• [Directions]: Please reproduce every one of the following items word for word, with each line unchanged and in its original order.

• [Stored data]:
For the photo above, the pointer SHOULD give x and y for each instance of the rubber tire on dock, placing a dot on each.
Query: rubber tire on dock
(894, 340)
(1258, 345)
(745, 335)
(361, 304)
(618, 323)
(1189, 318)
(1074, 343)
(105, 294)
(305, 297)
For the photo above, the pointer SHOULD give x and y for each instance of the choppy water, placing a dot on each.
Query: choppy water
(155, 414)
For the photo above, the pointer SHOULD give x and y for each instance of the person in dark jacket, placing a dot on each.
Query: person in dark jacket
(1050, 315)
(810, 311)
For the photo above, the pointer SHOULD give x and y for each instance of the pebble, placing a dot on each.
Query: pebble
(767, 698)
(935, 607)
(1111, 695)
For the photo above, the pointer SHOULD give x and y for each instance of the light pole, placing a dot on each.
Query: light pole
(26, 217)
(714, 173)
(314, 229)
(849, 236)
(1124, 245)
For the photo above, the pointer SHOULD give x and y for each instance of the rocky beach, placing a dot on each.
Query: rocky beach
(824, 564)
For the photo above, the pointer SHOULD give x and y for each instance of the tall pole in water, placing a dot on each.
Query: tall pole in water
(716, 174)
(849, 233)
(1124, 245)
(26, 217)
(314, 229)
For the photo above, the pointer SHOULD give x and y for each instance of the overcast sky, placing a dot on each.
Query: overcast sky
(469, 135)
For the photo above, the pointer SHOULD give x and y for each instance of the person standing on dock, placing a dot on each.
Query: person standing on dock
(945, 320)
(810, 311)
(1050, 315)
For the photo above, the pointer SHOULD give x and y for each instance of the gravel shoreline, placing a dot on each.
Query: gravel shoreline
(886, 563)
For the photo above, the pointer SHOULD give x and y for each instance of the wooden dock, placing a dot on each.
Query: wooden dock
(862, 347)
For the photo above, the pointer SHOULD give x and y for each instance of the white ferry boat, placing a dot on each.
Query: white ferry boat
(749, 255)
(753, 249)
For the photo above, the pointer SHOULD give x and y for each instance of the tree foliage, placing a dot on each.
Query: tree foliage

• [Result of the exercise]:
For the photo above, the pointer SHOULD give x and y for each instance of the rubber tire on dock, placing a dot on each.
Query: rubber tire on dock
(894, 340)
(1258, 345)
(745, 335)
(361, 304)
(618, 323)
(1189, 318)
(1074, 343)
(105, 294)
(305, 297)
For the photo above, the pointer SHOULD give x and y for each instance of the choppy water, placing a dot on each.
Query: choppy water
(155, 414)
For the photo above, the pointer SHOULD give x and y for each instance of the person in dark jacket, placing a dot on each.
Query: person in dark jacket
(1050, 315)
(810, 311)
For the photo above, the pointer SHOULD give x and y for each instance of the pebble, placing a dot on each.
Query: pebble
(767, 698)
(935, 607)
(1111, 695)
For the photo above, the pointer SHOULD give x and y for each instance of the light pole, placing a dot on each.
Query: light pole
(26, 217)
(714, 173)
(314, 229)
(849, 236)
(1124, 245)
For the photo above, the pointer SHOULD give x and y for each instance of the rocky beach, placing a dot on each.
Query: rocky beach
(824, 564)
For the photo above, the pointer SHOULD give x and y for each instance of the tall pole in water, placing a dot on each.
Query: tall pole in water
(716, 174)
(849, 233)
(1124, 245)
(26, 217)
(314, 229)
For the photo above, the pointer SHOULD give x and y for each instance of the overcast sky, placing a dot on each.
Query: overcast sky
(469, 135)
For the photo above, the pointer SHOULD give x and y for each instance of the person standing on dock, placing a dot on each.
Query: person standing on dock
(945, 320)
(810, 311)
(1050, 315)
For the photo above, the pointer SHOULD give x and y for each instance of the gravel shoreline, placing a dot on each.
Query: gravel shoreline
(886, 563)
For the photo above, the pointer SHOULD give x and y for each instance of the wooden dock, placing a dot on each.
Query: wooden dock
(862, 347)
For the photo above, the pointer SHOULD give x and y for each instance of the white ferry boat, placing a dot on each.
Query: white ferry boat
(749, 255)
(753, 249)
For the photo above, the pointer SHOULD give x and y for each instance of the tree foliage, placing a dot on each.
Query: tree foliage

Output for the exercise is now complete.